Selected extract.
▬▬▬

Announcement

Collapse
No announcement yet.
X
  • Filter
  • Time
  • Show
Clear All
new posts

  • Reshape from wide to long in multiple steps

    Dear Listers,

    I have some trouble reshaping a set of country specific variables that I need to merge with my master panel dataset which is in long format. The orginial using set contains country specific indices about bank regulation and supervision in 4 survey periods (1-4) and is (at least in my view) in wide format (compiled and provided by Barth et al, 2013). Here is where I started:

    Code:
    clear
    input str8 Number str40 Name byte Survey str17(cntry_Albania cntry_Algeria cntry_Angola cntry_Anguilla cntry_AntiguaandBarbuda cntry_Argentina cntry_Armenia)
    "I.I"    "secur_act"               1 "1"    "n.a." "n.a." "1"    "1"    "2" "3"
    "I.I"    "secur_act"               2 "1"    "2"    "n.a." "1"    "1"    "2" "2"
    "I.I"    "secur_act"               3 "1"    "1"    "n.a." "1"    "1"    "1" "1"
    "I.I"    "secur_act"               4 "n.a." "n.a." "2"    "n.a." "n.a." "1" "1"
    "I.II"   "insur_act"               1 "4"    "n.a." "n.a." "3"    "3"    "2" "3"
    "I.II"   "insur_act"               2 "4"    "2"    "n.a." "2"    "2"    "3" "4"
    "I.II"   "insur_act"               3 "4"    "4"    "4"    "4"    "4"    "3" "4"
    "I.II"   "insur_act"               4 "n.a." "n.a." "2"    "n.a." "n.a." "3" "3"
    "I.III"  "real_act"                1 "3"    "1"    "n.a." "4"    "4"    "2" "3"
    "I.III"  "real_act"                2 "1"    "1"    "n.a." "2"    "2"    "3" "3"
    "I.III"  "real_act"                3 "n.a." "1"    "4"    "4"    "4"    "4" "3"
    "I.III"  "real_act"                4 "n.a." "n.a." "2"    "n.a." "n.a." "3" "4"
    "I.IV"   "act_restrict[1]"         1 "8"    "n.a." "n.a." "7"    "7"    "6" "9"

▬▬▬

Dataset section.
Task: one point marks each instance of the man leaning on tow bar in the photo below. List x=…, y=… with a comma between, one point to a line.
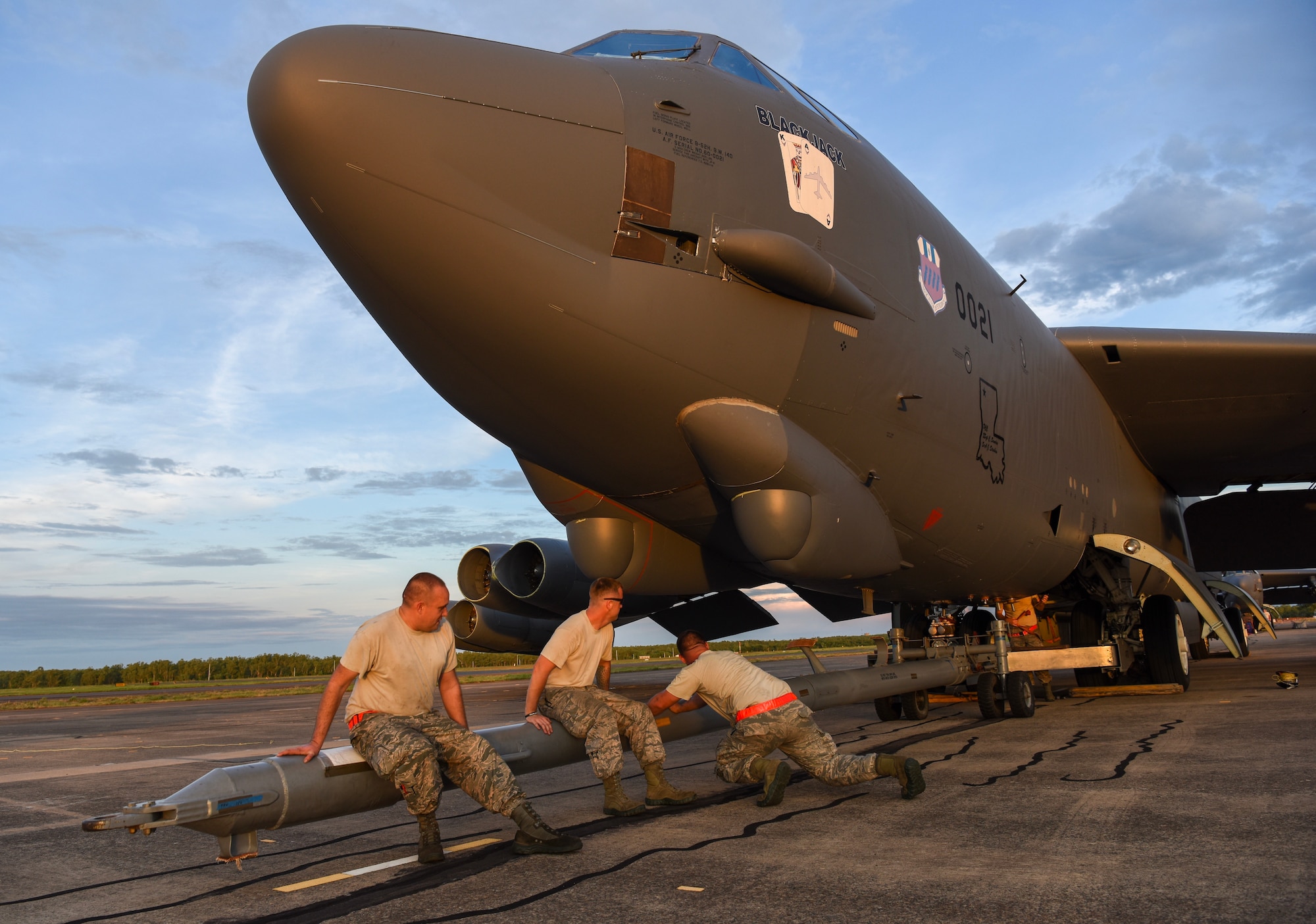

▬▬▬

Goal of the exercise.
Write the next part of the forum post on reshaping bank regulation data from wide to long, starting after its last line. The material can be left aside.

Written reply.
    "I.IV"   "act_restrict[1]"         2 "6"    "5"    "n.a." "5"    "5"    "8" "9"
    "I.IV"   "act_restrict[1]"         3 "7.5"  "6"    "12"   "9"    "9"    "8" "8"
    "I.IV"   "act_restrict[1]"         4 "n.a." "n.a." "6"    "n.a." "n.a." "7" "8"
    "II.I"   "own_firm"                1 "3"    "n.a." "n.a." "3"    "3"    "1" "2"
    "II.I"   "own_firm"                2 "3"    "3"    "n.a." "2"    "2"    "3" "2"
    "II.I"   "own_firm"                3 "3"    "4"    "1"    "2"    "2"    "3" "1"
    "II.I"   "own_firm"                4 "n.a." "n.a." "3"    "n.a." "n.a." "3" "4"
    "II.II"  "firm_own_bank"           1 "2"    "n.a." "n.a." "3"    "3"    "1" "2"
    "II.II"  "firm_own_bank"           2 "3"    "1"    "n.a." "2"    "2"    "2" "2"
    "II.II"  "firm_own_bank"           3 "n.a." "4"    "n.a." "3"    "3"    "2" "2"
    "II.II"  "firm_own_bank"           4 "n.a." "n.a." "n.a." "n.a." "n.a." "1" "2"
    "II.III" "Nonbankfin_own_bank (*)" 1 "n.a." "n.a." "n.a." "1"    "1"    "1" "2"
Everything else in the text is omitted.